Task objective: Count the lines in the material below that contain the string "dense", matching case exactly, and reply with the number alone.
——————————
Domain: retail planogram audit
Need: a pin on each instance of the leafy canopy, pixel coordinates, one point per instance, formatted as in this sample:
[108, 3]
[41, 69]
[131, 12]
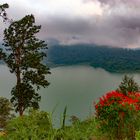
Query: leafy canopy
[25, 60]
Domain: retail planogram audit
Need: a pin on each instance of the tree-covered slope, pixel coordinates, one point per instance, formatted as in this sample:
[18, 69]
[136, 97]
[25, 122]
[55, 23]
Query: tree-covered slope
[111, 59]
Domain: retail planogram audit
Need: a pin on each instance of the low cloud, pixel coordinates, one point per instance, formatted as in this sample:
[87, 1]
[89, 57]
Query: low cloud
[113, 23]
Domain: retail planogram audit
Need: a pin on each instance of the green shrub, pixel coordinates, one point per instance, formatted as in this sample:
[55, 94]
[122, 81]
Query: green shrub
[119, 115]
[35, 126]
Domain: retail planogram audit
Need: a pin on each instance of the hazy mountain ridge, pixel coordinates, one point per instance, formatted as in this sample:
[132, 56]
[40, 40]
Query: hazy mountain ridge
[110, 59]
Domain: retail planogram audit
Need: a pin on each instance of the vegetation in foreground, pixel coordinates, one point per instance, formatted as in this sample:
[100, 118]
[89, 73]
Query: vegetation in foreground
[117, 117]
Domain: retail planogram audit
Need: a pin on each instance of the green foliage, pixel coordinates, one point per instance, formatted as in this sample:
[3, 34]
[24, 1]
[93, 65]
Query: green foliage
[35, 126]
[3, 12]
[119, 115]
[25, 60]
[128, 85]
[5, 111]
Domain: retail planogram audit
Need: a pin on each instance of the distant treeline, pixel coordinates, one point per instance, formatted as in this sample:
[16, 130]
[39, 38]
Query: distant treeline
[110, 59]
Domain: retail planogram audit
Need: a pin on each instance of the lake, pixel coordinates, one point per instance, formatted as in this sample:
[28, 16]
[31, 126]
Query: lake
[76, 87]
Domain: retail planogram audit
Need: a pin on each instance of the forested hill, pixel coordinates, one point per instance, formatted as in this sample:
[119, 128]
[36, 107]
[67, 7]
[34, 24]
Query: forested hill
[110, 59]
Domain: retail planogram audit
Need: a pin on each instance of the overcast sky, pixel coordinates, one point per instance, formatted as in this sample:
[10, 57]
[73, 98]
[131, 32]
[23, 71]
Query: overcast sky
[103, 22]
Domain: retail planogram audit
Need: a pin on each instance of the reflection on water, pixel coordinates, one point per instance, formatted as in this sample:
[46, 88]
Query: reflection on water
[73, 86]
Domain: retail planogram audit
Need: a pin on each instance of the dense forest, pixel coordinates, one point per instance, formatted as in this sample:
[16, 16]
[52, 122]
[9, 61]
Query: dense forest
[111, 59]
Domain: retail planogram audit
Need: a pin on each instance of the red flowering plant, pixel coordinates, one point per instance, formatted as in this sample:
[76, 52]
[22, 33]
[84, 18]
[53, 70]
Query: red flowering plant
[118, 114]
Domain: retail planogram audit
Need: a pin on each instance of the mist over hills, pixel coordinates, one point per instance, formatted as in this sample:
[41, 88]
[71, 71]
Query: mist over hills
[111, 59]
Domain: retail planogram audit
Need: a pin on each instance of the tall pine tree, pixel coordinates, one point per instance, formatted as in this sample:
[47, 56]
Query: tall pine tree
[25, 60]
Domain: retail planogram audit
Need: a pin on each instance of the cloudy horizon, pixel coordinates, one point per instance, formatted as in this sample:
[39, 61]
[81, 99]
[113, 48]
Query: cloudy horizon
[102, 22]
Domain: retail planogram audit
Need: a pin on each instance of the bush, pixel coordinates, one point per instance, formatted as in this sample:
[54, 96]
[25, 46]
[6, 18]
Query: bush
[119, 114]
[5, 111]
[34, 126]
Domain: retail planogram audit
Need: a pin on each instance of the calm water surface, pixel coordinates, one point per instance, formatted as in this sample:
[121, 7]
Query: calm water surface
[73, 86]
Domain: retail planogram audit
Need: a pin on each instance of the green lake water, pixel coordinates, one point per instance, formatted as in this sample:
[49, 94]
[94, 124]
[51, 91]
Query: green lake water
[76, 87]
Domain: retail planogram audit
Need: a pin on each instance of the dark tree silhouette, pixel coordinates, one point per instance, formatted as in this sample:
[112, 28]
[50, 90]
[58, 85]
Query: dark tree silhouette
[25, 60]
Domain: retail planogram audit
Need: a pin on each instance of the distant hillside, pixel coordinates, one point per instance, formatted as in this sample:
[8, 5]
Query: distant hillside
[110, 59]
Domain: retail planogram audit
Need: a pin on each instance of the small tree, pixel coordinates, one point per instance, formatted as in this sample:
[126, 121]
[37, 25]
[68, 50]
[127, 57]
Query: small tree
——————————
Exercise answer: 2